(Exercício 1) Traduza para o inglês a seguinte frase do texto sobre a vacina contra o HPV: "Na verdade, existem mais de 200 subtipos diferentes, mas apenas alguns apresentam potencial cancerígeno."
(Exercício 2) Segundo o texto sobre a vacina contra o HPV, sobre quais tipos do vírus a Gardasil atua?
(Exercício 3) Dê continuidade ao texto sobre a vacina contra o HPV, partindo da última frase apresentada.

(Texto fornecido)
------------------------
A vacina contém partículas sintéticas do vírus que não causam a doença, mas estimulam o organismo a produzir anticorpos. Por aqui, a vacina recebeu indicação para ser ministrada em meninas e mulheres de nove a 26 anos. A meta agora é calcular o real impacto a ser produzido pelo medicamento na diminuição das tristes estatísticas promovidas pela doença. Isso porque, infelizmente, a vacina não imuniza contra todos os tipos de HPV responsáveis pelo tumor. Na verdade, existem mais de 200 subtipos diferentes, mas apenas alguns apresentam potencial cancerígeno. A Gardasil atua especificamente sobre quatro tipos: o 6 e o 11, presentes em 90% dos casos de verrugas genitais, e o 16 e 18, considerados de alto risco para câncer de colo de útero e registrados em 70% dos casos. Nos estudos realizados até agora, envolvendo 20,5 mil mulheres de 33 países, inclusive o Brasil, o produto mostrou ótimo desempenho. Para se ter uma idéia, foi verificada eficácia de 100% na prevenção de tumores associados aos tipos 16 e 18 em mulheres que não haviam sido expostas a esses vírus.
------------------------
(Dados do exercício)

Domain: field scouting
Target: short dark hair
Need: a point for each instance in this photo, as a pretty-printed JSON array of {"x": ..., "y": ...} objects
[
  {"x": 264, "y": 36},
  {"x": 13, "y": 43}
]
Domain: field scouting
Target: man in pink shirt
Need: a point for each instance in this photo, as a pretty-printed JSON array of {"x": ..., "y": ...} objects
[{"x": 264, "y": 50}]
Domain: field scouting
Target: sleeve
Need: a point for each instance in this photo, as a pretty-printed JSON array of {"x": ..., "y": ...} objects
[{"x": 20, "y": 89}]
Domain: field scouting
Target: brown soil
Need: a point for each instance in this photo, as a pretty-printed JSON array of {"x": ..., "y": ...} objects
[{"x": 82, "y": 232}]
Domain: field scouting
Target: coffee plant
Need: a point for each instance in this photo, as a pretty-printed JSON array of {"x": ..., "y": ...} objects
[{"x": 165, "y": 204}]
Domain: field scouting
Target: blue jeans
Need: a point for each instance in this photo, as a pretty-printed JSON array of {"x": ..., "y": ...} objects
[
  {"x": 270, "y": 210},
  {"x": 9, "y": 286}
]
------------------------
(Resposta 1) In fact, there are more than 200 different subtypes, but only a few have carcinogenic potential.

(Resposta 2) Sobre os tipos 6, 11, 16 e 18.

(Resposta 3)
Por isso, não há dúvida: a descoberta garante, de fato, uma grande proteção. No entanto, ela não é total. “A vacina não deve dar às meninas uma sensação de estarem completamente protegidas porque ela age contra alguns tipos do HPV”, afirma o médico José Aristodemo Pinotti, professor de ginecologia da Faculdade de Medicina da Universidade de São Paulo. “Por isso, ela não exclui de maneira alguma a necessidade da adoção de cuidados básicos de prevenção”, esclarece o cirurgião oncológico Ronaldo Costa, diretor do Departamento de Ginecologia do Hospital do Câncer e do Instituto Brasileiro de Controle do Câncer, ambos em São Paulo, e coordenador de um dos estudos clínicos feitos no País.

As principais maneiras de se prevenir são o uso de camisinha (a transmissão
dos HPVs genitais é por contato sexual) e a realização anual do exame preventivo conhecido como Papanicolaou. Porém, de acordo com as estatísticas, quatro
em cada dez brasileiras adultas jamais foram submetidas a esse teste. E
muitas, quando o fazem, não seguem a orientação de repeti-lo todos os anos,
como é o recomendado.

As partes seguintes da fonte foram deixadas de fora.